WORK TO DO:
Give back the line where "You are given a photograph. Could you point to the oiled" appears and all the lines after it until the listing ends, unchanged and with nothing else.

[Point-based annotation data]

=====

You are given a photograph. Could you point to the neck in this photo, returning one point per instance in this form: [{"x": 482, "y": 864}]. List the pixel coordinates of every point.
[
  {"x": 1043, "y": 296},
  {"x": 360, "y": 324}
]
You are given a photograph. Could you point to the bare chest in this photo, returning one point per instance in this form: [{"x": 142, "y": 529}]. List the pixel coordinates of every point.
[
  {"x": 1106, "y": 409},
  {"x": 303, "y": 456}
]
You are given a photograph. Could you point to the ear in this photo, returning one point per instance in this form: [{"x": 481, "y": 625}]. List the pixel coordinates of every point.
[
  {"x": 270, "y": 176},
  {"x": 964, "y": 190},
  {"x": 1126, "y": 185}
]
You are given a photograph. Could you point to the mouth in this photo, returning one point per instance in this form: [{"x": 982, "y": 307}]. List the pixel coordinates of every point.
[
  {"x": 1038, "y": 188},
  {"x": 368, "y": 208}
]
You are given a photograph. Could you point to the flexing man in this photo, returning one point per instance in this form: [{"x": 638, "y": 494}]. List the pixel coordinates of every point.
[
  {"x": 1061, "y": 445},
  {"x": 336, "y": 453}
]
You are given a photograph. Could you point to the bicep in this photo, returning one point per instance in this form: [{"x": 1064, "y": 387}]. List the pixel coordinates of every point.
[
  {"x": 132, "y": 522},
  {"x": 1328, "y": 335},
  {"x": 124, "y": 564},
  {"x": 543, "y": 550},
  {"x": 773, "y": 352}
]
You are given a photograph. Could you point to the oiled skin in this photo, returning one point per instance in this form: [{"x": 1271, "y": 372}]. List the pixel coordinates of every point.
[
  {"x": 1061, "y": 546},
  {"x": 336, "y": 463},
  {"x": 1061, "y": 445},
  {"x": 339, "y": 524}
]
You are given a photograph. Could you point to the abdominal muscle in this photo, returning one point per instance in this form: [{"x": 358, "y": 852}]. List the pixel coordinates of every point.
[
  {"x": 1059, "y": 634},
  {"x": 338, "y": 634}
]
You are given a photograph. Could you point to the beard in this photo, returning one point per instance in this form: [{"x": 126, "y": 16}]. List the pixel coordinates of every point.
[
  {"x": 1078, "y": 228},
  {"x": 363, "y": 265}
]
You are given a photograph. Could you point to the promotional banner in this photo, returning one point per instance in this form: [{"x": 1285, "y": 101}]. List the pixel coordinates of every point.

=====

FULL OUTPUT:
You are given a photograph. Could you point to the oiled skin in this photo, returning one point per instance in this form: [{"x": 1271, "y": 372}]. List the pixel coordinates of every point.
[
  {"x": 1061, "y": 546},
  {"x": 336, "y": 463},
  {"x": 1061, "y": 445},
  {"x": 339, "y": 524}
]
You are given a photograph. Could you point to the abdominal muscle in this photo, returning one point per instance in this form: [{"x": 358, "y": 852}]. List the pixel coordinates of every point.
[
  {"x": 1059, "y": 634},
  {"x": 338, "y": 634}
]
You are given a photograph. Could you point to the beard in this photo, returning one point per instance in this form: [{"x": 126, "y": 16}]. List the pixel coordinates of every point.
[
  {"x": 1078, "y": 228},
  {"x": 363, "y": 265}
]
You are given a photograph. Could you point to the promotional banner in this photo, returning one point per instance in this form: [{"x": 1285, "y": 101}]. List the pixel coordinates of every point.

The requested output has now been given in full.